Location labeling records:
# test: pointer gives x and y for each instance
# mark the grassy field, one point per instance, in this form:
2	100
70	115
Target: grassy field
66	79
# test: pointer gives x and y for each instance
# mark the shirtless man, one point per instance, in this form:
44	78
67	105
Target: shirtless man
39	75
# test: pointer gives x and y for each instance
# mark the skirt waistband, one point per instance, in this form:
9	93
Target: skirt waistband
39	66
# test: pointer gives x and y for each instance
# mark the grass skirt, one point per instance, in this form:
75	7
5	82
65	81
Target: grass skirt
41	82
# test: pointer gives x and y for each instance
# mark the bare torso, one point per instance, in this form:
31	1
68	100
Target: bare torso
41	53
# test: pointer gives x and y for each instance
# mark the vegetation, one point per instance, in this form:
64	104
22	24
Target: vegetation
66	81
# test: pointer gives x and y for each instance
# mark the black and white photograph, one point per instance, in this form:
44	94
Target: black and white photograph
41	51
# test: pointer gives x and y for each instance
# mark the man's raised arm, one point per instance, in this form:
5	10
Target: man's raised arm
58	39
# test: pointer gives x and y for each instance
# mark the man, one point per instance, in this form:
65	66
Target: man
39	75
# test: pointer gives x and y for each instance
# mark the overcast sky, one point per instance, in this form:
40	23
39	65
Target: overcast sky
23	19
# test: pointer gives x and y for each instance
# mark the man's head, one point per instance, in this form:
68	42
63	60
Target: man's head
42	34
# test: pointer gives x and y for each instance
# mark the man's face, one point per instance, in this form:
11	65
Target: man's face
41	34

WRITTEN TASK:
Return what is listed above, exactly and completely.

WRITTEN ANSWER:
# test: pointer gives x and y for each instance
# mark the grassy field, one point per instance, in this form:
2	100
70	115
Target: grassy field
66	79
# test: pointer gives x and y for each instance
# mark the shirtless man, one point per instance, in this form:
44	78
67	105
Target: shirtless man
39	75
# test: pointer gives x and y for each instance
# mark the skirt waistband, one point per instance, in this form:
9	93
Target: skirt waistband
39	66
# test: pointer gives x and y for each instance
# mark the grass skirt, one point per instance, in this form:
75	7
5	82
65	81
Target: grass skirt
41	82
# test: pointer gives x and y for each instance
# mark the bare torso, one point per instance, in this form:
31	1
68	100
Target: bare torso
41	53
# test: pointer gives x and y for each instance
# mark the vegetation, one point per instance, in this form:
64	104
22	24
Target: vegetation
66	81
# test: pointer gives x and y for each instance
# mark the black and white photograph, one point per instance, in this form:
44	94
Target: black and white photograph
41	51
# test: pointer gives x and y for each instance
# mark the man's raised arm, one point per instance, in this form:
5	10
Target: man's raised arm
58	39
# test: pointer gives x and y for each instance
# mark the man, one point per instance, in this form:
65	66
Target: man
39	75
# test: pointer gives x and y for each instance
# mark the overcast sky, one point per instance, in this form:
40	23
39	65
Target: overcast sky
23	19
# test: pointer gives x and y for each instance
# mark the man's head, one point per instance, in this form:
68	42
63	60
Target: man's head
42	34
# test: pointer gives x and y for each instance
# mark the man's face, one point per instance, in this form:
11	65
Target: man's face
41	34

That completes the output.